__EXTRACTED MATERIAL__
-- BEGIN --

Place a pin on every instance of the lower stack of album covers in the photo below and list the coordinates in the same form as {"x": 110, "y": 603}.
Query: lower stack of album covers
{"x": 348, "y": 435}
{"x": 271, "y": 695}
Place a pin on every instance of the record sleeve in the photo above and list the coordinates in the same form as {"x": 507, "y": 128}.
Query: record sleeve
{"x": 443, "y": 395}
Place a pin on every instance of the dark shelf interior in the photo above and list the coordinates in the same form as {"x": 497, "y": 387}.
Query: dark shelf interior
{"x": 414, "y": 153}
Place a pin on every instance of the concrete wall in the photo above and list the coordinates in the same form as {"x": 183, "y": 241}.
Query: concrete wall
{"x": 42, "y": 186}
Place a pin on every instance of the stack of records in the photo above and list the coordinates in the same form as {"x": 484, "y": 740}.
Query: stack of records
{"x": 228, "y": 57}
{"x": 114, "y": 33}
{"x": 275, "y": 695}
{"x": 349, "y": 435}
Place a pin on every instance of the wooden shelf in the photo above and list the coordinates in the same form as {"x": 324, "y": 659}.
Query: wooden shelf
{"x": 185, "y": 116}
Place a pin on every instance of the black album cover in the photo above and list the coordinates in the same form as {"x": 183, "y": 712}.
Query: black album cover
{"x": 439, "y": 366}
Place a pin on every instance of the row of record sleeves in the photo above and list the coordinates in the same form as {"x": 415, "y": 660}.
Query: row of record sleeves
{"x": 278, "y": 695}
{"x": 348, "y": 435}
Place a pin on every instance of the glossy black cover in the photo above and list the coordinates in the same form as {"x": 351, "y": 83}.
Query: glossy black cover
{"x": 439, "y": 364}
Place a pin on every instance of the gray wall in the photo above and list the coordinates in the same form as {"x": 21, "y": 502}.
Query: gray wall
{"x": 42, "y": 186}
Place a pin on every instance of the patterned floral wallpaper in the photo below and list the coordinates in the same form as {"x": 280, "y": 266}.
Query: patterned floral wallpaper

-- END --

__WHAT IS EXPECTED__
Convert the listing above into a Markdown table with the columns Row and Line. Give each line its own numbered row in order, and omit any blank lines.

__THE ANSWER__
| Row | Line |
|---|---|
| 1 | Place a pin on every instance of the lower stack of album covers in the photo below and list the coordinates in the same form as {"x": 110, "y": 603}. |
| 2 | Query: lower stack of album covers |
| 3 | {"x": 348, "y": 435} |
| 4 | {"x": 271, "y": 695} |
| 5 | Place a pin on every instance of the record sleeve in the photo above and list the coordinates in the same form as {"x": 507, "y": 128}. |
| 6 | Query: record sleeve |
| 7 | {"x": 443, "y": 395} |
| 8 | Place a pin on every instance of the dark shelf interior in the photo above and list the coordinates in the same form as {"x": 497, "y": 387}. |
| 9 | Query: dark shelf interior |
| 10 | {"x": 414, "y": 153} |
| 11 | Place a pin on every instance of the concrete wall in the photo above and list the coordinates in the same form as {"x": 183, "y": 241}. |
| 12 | Query: concrete wall |
| 13 | {"x": 42, "y": 186} |
| 14 | Place a pin on every instance of the stack of records in the photo above and list the coordinates in the same form as {"x": 484, "y": 740}. |
| 15 | Query: stack of records |
| 16 | {"x": 228, "y": 57} |
| 17 | {"x": 114, "y": 33} |
| 18 | {"x": 275, "y": 695} |
| 19 | {"x": 349, "y": 435} |
| 20 | Place a pin on every instance of the wooden shelf in the photo above and list the coordinates in the same form as {"x": 324, "y": 659}. |
| 21 | Query: wooden shelf |
| 22 | {"x": 185, "y": 116} |
| 23 | Place a pin on every instance of the black album cover in the photo above and list the coordinates in the same form as {"x": 183, "y": 712}. |
| 24 | Query: black album cover |
| 25 | {"x": 439, "y": 366} |
| 26 | Place a pin on every instance of the row of record sleeves in the photo above and list the coordinates in the same form as {"x": 415, "y": 660}. |
| 27 | Query: row of record sleeves |
| 28 | {"x": 278, "y": 695} |
| 29 | {"x": 348, "y": 435} |
| 30 | Place a pin on every instance of the glossy black cover in the photo above and list the coordinates in the same form as {"x": 351, "y": 83}. |
| 31 | Query: glossy black cover |
| 32 | {"x": 439, "y": 364} |
| 33 | Place a pin on every instance of the gray wall in the photo above and list the coordinates in the same form as {"x": 21, "y": 502}. |
| 34 | Query: gray wall |
| 35 | {"x": 42, "y": 186} |
| 36 | Place a pin on every instance of the patterned floral wallpaper in the photo below and list the coordinates in the same form as {"x": 280, "y": 266}. |
| 37 | Query: patterned floral wallpaper |